### Exercise directions
Give the entries again, exactly as they stand.
━━ Dataset records
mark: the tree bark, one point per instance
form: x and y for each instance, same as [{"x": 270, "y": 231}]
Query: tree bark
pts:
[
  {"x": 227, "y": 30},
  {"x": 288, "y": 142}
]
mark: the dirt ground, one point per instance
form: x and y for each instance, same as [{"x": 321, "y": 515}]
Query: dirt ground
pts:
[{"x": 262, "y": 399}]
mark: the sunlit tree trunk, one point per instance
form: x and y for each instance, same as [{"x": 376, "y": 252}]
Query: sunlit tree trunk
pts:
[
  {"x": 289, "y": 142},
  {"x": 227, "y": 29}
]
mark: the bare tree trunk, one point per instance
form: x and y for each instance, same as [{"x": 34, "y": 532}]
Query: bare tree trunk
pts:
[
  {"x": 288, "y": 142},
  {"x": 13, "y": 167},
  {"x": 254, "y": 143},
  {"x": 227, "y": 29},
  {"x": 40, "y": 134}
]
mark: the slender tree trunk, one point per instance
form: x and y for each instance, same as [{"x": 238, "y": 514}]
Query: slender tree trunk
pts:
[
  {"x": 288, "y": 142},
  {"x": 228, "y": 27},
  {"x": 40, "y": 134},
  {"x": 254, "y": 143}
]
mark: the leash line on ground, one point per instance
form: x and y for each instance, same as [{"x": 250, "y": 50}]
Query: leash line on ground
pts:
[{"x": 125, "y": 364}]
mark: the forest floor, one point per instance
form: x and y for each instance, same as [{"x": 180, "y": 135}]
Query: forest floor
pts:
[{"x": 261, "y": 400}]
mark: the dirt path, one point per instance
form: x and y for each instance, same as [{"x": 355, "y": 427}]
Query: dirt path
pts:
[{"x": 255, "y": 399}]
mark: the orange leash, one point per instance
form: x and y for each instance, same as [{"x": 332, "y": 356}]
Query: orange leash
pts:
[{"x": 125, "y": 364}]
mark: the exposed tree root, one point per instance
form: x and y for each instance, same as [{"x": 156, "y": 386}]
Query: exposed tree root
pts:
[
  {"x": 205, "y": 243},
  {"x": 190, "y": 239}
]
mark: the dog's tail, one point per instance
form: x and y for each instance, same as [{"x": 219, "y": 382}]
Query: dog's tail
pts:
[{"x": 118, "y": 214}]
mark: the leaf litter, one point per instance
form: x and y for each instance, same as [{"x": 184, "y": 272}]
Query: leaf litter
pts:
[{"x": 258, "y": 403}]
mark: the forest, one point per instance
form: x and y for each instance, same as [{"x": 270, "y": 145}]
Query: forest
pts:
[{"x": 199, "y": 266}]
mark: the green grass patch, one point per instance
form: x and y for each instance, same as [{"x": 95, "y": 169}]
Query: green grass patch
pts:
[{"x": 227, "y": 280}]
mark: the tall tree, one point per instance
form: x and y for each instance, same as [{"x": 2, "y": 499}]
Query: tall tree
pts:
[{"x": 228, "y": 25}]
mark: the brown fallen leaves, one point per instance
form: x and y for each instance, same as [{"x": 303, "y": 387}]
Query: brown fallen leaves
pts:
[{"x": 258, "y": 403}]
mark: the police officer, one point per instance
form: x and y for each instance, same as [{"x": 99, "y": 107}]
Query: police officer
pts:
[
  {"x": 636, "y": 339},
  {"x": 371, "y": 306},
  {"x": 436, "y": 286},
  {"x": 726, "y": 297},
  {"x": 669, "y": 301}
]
━━━━
### Written answer
mark: the tree bark, one point per instance
form: x and y for each instance, same as [{"x": 270, "y": 231}]
Query: tree bark
pts:
[
  {"x": 227, "y": 30},
  {"x": 288, "y": 142}
]
mark: the dirt ground, one point per instance
form: x and y for each instance, same as [{"x": 321, "y": 515}]
Query: dirt ground
pts:
[{"x": 262, "y": 399}]
mark: the sunlit tree trunk, one point per instance
form: x and y for each instance, same as [{"x": 376, "y": 252}]
Query: sunlit tree trunk
pts:
[
  {"x": 289, "y": 142},
  {"x": 227, "y": 29}
]
mark: the bare tree trunk, one point per instance
form: x and y for each instance, same as [{"x": 34, "y": 532}]
Query: bare tree trunk
pts:
[
  {"x": 288, "y": 142},
  {"x": 13, "y": 167},
  {"x": 254, "y": 143},
  {"x": 227, "y": 29},
  {"x": 40, "y": 134}
]
mark: the slender tree trunk, one point per instance
form: x and y for each instance, same as [{"x": 238, "y": 514}]
Query: slender tree trunk
pts:
[
  {"x": 288, "y": 142},
  {"x": 228, "y": 27},
  {"x": 40, "y": 134},
  {"x": 254, "y": 143}
]
mark: the leash line on ground, one point per instance
form: x and y for each instance, same as [{"x": 250, "y": 50}]
Query: leash line on ground
pts:
[{"x": 125, "y": 364}]
mark: the forest floor, one point per instance
form: x and y for each instance, same as [{"x": 180, "y": 135}]
Query: forest floor
pts:
[{"x": 261, "y": 400}]
mark: the dirt path, one point per instance
form: x and y for each instance, same as [{"x": 355, "y": 427}]
Query: dirt path
pts:
[{"x": 255, "y": 399}]
mark: the orange leash, one point per instance
form: x and y for each instance, same as [{"x": 332, "y": 356}]
Query: orange leash
pts:
[{"x": 125, "y": 364}]
mark: the exposed tree root, one point per instance
form: x and y for each instance, same as [{"x": 156, "y": 386}]
Query: exposed tree root
pts:
[
  {"x": 205, "y": 243},
  {"x": 190, "y": 239}
]
mark: the dog's tail, one point per instance
form: x and y for each instance, same as [{"x": 219, "y": 382}]
Query: dog's tail
pts:
[{"x": 118, "y": 214}]
mark: the leaf litter, one point per instance
form: x and y for each instance, same as [{"x": 184, "y": 272}]
Query: leaf litter
pts:
[{"x": 258, "y": 403}]
mark: the forest, one point per instance
form: x and y for each instance, same as [{"x": 270, "y": 145}]
Query: forest
pts:
[{"x": 199, "y": 266}]
mark: the green grass patch, one point per instance
form: x and y for each instance, same as [{"x": 95, "y": 169}]
Query: green grass patch
pts:
[{"x": 227, "y": 280}]
mark: the tall tree, one point per instance
form: x and y for each instance, same as [{"x": 2, "y": 499}]
Query: tall tree
pts:
[{"x": 228, "y": 25}]
mark: the brown fallen leaves, one point per instance
form: x and y for each instance, same as [{"x": 303, "y": 387}]
Query: brown fallen leaves
pts:
[{"x": 258, "y": 403}]
mark: the police officer, one point per instance
form: x and y for each instance, same as [{"x": 99, "y": 107}]
Query: police officer
pts:
[
  {"x": 636, "y": 339},
  {"x": 371, "y": 306},
  {"x": 436, "y": 286},
  {"x": 726, "y": 297},
  {"x": 669, "y": 301}
]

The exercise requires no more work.